**What the exercise asks**: Please write out the stretch of the Five Eyes article below from "All five member" through "Germany and Japan.", word for word.

--- Passage ---

The international intelligence alliance “Five Eyes” is passing on intelligence to non-member nations in a move to counter Chinese and Russian influence.
All five member countries of the international intelligence alliance “Five Eyes” have agreed to expand their intelligence network in an effort to counter threats from China, according to recent announcements from government officials. Beginning early this year, all the classified information obtained by the group has been distributed to ‘like-minded’ countries including Germany and Japan.
“Consultations with our allies, with like-minded partners, on how to respond to China’s assertive international strategy have been frequent and are gathering momentum,” a U.S. official told Reuters. “What might have started as ad hoc discussions are now leading to more detailed consultations on best practices and further opportunities for cooperation.”

--- Information supplied ---

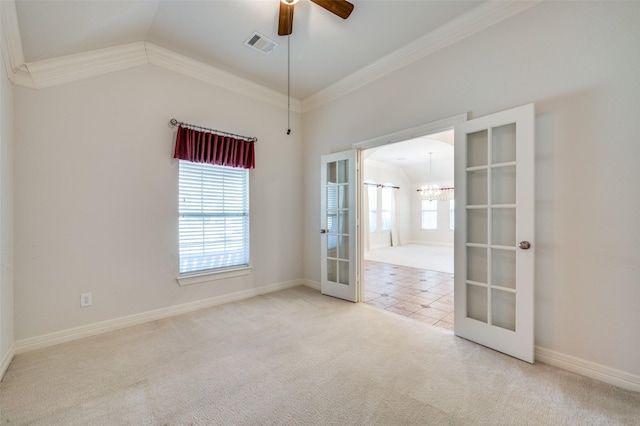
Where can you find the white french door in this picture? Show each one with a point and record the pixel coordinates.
(338, 225)
(494, 247)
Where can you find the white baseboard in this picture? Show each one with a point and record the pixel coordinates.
(429, 243)
(589, 369)
(6, 361)
(76, 333)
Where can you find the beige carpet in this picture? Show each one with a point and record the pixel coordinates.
(296, 358)
(432, 257)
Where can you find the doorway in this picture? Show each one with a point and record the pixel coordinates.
(407, 256)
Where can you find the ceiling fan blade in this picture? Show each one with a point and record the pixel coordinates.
(285, 19)
(342, 8)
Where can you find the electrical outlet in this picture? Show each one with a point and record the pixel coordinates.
(85, 300)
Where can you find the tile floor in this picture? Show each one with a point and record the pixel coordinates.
(415, 293)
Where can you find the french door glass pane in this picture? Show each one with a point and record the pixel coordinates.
(503, 227)
(503, 272)
(503, 185)
(477, 302)
(477, 187)
(477, 264)
(477, 149)
(477, 226)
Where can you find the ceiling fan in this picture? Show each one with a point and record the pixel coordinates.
(342, 8)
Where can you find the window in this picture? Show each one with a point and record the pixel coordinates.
(214, 217)
(387, 207)
(373, 207)
(429, 214)
(452, 214)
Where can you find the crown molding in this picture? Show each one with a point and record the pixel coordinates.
(473, 21)
(66, 69)
(11, 43)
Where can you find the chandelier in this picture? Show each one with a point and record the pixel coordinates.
(430, 192)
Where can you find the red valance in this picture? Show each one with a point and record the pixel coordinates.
(222, 150)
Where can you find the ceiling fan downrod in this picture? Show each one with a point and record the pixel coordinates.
(289, 84)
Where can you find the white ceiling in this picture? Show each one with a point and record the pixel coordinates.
(324, 48)
(412, 156)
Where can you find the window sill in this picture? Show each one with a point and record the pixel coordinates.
(213, 276)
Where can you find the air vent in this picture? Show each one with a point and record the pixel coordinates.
(260, 43)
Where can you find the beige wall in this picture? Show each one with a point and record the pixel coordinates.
(96, 196)
(579, 63)
(6, 216)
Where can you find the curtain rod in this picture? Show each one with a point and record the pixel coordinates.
(441, 189)
(173, 122)
(379, 185)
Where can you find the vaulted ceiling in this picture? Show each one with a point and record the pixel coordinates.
(329, 55)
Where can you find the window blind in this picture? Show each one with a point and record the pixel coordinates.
(214, 217)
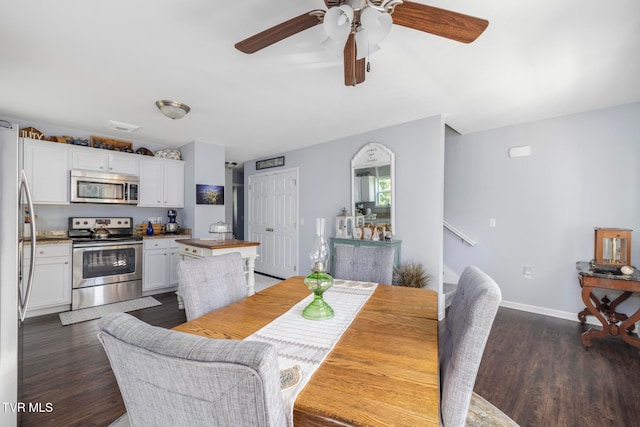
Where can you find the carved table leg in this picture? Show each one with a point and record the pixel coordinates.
(628, 325)
(251, 278)
(582, 316)
(592, 308)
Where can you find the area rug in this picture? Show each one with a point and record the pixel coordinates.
(77, 316)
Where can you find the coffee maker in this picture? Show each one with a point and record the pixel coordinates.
(172, 226)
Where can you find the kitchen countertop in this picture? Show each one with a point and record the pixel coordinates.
(48, 240)
(216, 244)
(50, 237)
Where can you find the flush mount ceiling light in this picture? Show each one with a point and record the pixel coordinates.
(356, 27)
(173, 109)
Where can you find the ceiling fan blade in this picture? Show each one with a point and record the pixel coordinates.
(354, 69)
(441, 22)
(280, 32)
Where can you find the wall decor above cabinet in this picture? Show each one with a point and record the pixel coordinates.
(48, 167)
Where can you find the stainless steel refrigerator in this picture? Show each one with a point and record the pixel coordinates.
(15, 281)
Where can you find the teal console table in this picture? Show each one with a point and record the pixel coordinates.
(395, 244)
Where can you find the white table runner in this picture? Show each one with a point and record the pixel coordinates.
(306, 343)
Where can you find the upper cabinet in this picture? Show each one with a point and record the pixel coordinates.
(104, 161)
(47, 167)
(364, 189)
(161, 183)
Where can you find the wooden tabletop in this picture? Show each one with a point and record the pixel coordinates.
(216, 244)
(382, 372)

---

**Exercise solution**:
All five member countries of the international intelligence alliance “Five Eyes” have agreed to expand their intelligence network in an effort to counter threats from China, according to recent announcements from government officials. Beginning early this year, all the classified information obtained by the group has been distributed to ‘like-minded’ countries including Germany and Japan.